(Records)
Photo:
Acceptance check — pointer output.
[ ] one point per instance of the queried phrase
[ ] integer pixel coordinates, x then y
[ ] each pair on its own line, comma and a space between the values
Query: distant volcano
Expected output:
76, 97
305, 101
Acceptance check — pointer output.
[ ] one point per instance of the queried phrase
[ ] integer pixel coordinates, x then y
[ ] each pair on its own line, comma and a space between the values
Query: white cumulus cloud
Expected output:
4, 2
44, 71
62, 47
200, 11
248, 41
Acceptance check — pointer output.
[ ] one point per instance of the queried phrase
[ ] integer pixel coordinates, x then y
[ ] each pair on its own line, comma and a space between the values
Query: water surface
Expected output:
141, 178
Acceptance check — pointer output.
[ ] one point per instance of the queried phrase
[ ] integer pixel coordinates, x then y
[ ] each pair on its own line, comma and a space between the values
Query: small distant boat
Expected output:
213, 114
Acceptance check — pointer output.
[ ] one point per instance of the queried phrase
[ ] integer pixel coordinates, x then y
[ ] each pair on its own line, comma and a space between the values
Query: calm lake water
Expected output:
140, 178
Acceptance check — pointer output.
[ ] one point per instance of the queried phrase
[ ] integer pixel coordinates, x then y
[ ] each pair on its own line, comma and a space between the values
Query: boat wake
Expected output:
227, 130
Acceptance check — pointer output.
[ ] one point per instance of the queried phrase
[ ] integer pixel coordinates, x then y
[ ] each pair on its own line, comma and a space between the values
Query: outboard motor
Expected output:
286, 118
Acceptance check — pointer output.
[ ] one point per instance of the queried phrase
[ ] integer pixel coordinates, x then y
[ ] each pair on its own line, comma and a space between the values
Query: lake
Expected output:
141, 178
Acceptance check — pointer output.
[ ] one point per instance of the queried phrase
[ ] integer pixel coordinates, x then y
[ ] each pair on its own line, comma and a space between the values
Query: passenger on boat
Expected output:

Instructions for the task
Copy out all the entries shown above, character for character.

Complete answer
Photo:
Acceptance check — pointer output.
[ ] one point per instance of the queried phrase
[ ] integer pixel coordinates, x then y
[ ] each pair on its own line, comma and a space between the values
Query: distant volcano
Expected output:
76, 97
305, 101
Acceptance check — pointer output.
[ ] one point per instance of the queried phrase
[ ] integer pixel coordinates, x then y
[ ] each pair on its own line, comma and a space between the values
Query: white cumulus cloud
Expected output:
4, 2
44, 71
62, 47
200, 11
248, 41
Acceptance check — pointer output.
[ ] one point per instance of the queried phrase
[ ] integer pixel coordinates, x then y
[ ] each pair on its own line, comma and a space between the values
Query: water surface
Expected output:
141, 178
Acceptance check — pointer output.
[ ] one point per instance of the queried phrase
[ ] integer pixel coordinates, x then y
[ ] each pair on its own line, comma and a space between the values
Query: small distant boat
Expected output:
213, 114
Acceptance check — pointer output.
[ ] one point per instance of the queried phrase
[ ] integer pixel coordinates, x then y
[ ] each pair on its own line, comma and a space between the values
Query: calm lake water
Expected output:
140, 178
Acceptance check — pointer output.
[ ] one point per instance of the queried phrase
[ ] integer pixel coordinates, x then y
[ ] each pair on its own line, comma and a space between the values
Query: boat wake
Expected output:
227, 130
Acceptance check — pointer output.
[ ] one point per instance of the queried phrase
[ ] integer pixel coordinates, x then y
[ ] each pair on its own line, comma and a space between the values
Query: outboard motor
Expected output:
286, 118
Acceptance check — pointer output.
[ ] one point per instance of the queried phrase
[ ] integer pixel coordinates, x then y
[ ] each pair on its own line, comma and a space between the values
Query: lake
Expected output:
141, 178
Acceptance check — pointer output.
[ ] one point per instance of the queried phrase
[ ] integer pixel coordinates, x then y
[ ] each pair on its own line, comma and a space between the values
Query: passenger on boat
Expected output:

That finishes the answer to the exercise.